▶ _Text passage_:
Claims 1, 3-5, 7-11, 19-20, and 24-26 are rejected under 35 U.S.C. 103 as being unpatentable over Yang et al. (“Graph R-CNN for Scene Graph Generation”, published 9/10/2018), hereinafter Yang, in view of Hadar et al. (US 20220051111 A1, filed 08/17/2020), hereinafter Hadar. Yang and Hadar were cited in previous Office Actions.
Regarding Claim 1, Yang teaches a method, comprising:
receiving an input with content, the content comprising at least one or images, text documents, maps, audio, or speech (Yang: “we use the Faster R-CNN [32] framework to extract a set of n object proposals from an input image.” [Section 3.1 Object Proposals]);
predicting, by the machine learning model, all possible combinations of nodes and edges for a predicted graph based on information inferred from the input and the structure of the content by the machine learning model (Yang: “Given an image (a), our proposed approach first extracts a set of objects visible in the scene and considers possible relationships between all nodes (b)” [Fig. 1]);
selecting, by the machine learning model, a subset of nodes and edges from the possible combinations of nodes and edges based on the information inferred from the input (Yang: “To model these regularities, we introduce a relation proposal network (RePN) which learns to efficiently estimate the relatedness of an object pair. By pruning edges corresponding to unlikely relations, the RePN can efficiently sparsify the candidate scene graph – retaining likely edges and suppressing noise introduced from unlikely ones.” [Section 3.2 Relation Proposal Network]; “The remaining m object pairs are considered as candidates having meaningful relationships E. With E, we obtain a graph G = (V , E), which
is much sparser than the original fully connected graph.” [Section 3.2 Relation Proposal Network]);
using a machine learning model to generate a predicted graph with predicted node labels for the subset of nodes and predicted edge labels for the subset of edges (Yang: “Then it prunes unlikely relationships using a learned measure of ‘relatedness’, producing a sparser candidate graph structure (c). Finally, an attentional graph convolution network is applied to integrate global context and update object node and relationship edge labels.” [Fig. 1]; “given the resulting sparsely connected scene graph candidate, we apply an attentional graph convolution network (aGCN) to propagate higher-order context throughout the graph – updating each object and relationship representation based on its neighbors.” [Section I. Introduction]);
providing an output of a complete representation of the predicted graph with predicted node labels for the subset of nodes indicating a type of node and the predicted edge labels for the subset of edges, wherein the machine learning model outputs different types of nodes based on information in the input (Yang: “we model scene graphs as graphs consisting of image regions, relationships, and their labellings.” [Section 3. Approach]; See “Scene Graph” in [Fig. 2]; “Recall that from the previous sections we have a set of N object regions and m relationships. From these, we construct a graph G with nodes corresponding to object and relationship proposals. We insert edges between relation nodes and their associated objects. We also add skip-connect edges directly between all object nodes. These connections allow information to flow directly between object nodes. Recent work has shown that reasoning about object correlation can improve detection performance [10]. We apply aGCN to this graph to update object and relationship representations based on global context. Note that our graph captures a number of different types of connections (i.e.object ↔ relationship, relationship ↔ subject and object ↔ object). In addition, the information flow across each connection may be asymmetric (the informativeness of subject on relationship might be quite different from relationship to subject). We learn different transformations for each type and ordering – denoting the linear transform from node type a to node type b as Wab with s=subjects, o=objects, and r=relationships.” [Section 3.3 Attentional GCN]); and
performing a task using information in the predicted graph (Yang: “These scene graphs form an interpretable structured representation of the image that can support higher-level visual intelligence tasks such as captioning [24, 39], visual question answering [1, 11, 35, 37–39], and image-grounded dialog [3].” [Section 1. Introduction]).

▶ _Tasks to carry out_:
1/ Copy the Office Action excerpt word for word, from "Claims 1, 3-5, 7-11, 19-20, and" to "previous Office Actions.".
2/ In the Office Action excerpt, which framework does Yang use to extract a set of object proposals from an input image?
3/ Continue the Office Action excerpt on the patent claim rejection, starting after its last sentence.

▶ _Provided material_:
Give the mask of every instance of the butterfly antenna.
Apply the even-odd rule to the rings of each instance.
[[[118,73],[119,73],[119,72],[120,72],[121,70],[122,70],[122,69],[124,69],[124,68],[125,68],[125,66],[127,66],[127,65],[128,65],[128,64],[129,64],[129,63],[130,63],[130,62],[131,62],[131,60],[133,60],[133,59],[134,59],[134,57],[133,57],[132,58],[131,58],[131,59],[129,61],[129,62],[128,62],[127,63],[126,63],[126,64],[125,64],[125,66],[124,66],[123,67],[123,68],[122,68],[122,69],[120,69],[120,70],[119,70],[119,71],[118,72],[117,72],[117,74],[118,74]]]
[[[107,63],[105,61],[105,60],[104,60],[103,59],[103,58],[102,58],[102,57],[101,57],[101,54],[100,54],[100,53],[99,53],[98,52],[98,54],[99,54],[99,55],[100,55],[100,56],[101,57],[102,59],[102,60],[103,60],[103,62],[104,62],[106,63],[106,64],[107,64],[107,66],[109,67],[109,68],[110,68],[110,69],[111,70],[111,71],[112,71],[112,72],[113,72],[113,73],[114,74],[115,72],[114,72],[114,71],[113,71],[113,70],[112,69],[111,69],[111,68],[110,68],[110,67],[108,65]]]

▶ _Solved tasks_:
1/
Claims 1, 3-5, 7-11, 19-20, and 24-26 are rejected under 35 U.S.C. 103 as being unpatentable over Yang et al. (“Graph R-CNN for Scene Graph Generation”, published 9/10/2018), hereinafter Yang, in view of Hadar et al. (US 20220051111 A1, filed 08/17/2020), hereinafter Hadar. Yang and Hadar were cited in previous Office Actions.

2/ The Faster R-CNN framework.

3/
However, Yang fails to expressly disclose performing inference, by a machine learning model, for each content type inferring a structure of the content; and providing a predicted graph output in parallel.
In the same field of endeavor, Hadar teaches performing inference, by a machine learning model, for each content type inferring a structure of the content (Hadar: “Another example technique is a machine learning-based technique. In this approach, the knowledge graph generation engine 136 can use one or more machine learning models to generate the knowledge graph based on the data in the discovery database 134. This approach can be especially advantageous when the data includes unstructured or semi-structured text, images, and/or videos.” [0024]); and
providing a predicted graph output in parallel (Hadar: “The ontology can be metadata of the knowledge graph and can define the kind of entities and relationships may exist in the knowledge graph. The ontology can also define the kind of relationships that are valid between every pair of entities, which the knowledge graph generation engine 136 can use to generate the edges between the nodes in the knowledge graph.” [0023]; “while operations are depicted in the drawings in a particular order, this should not be understood as requiring that such operations be performed in the particular order shown or in sequential order, or that all illustrated operations be performed, to achieve desirable results. In certain circumstances, multitasking and parallel processing may be advantageous.” [0079]).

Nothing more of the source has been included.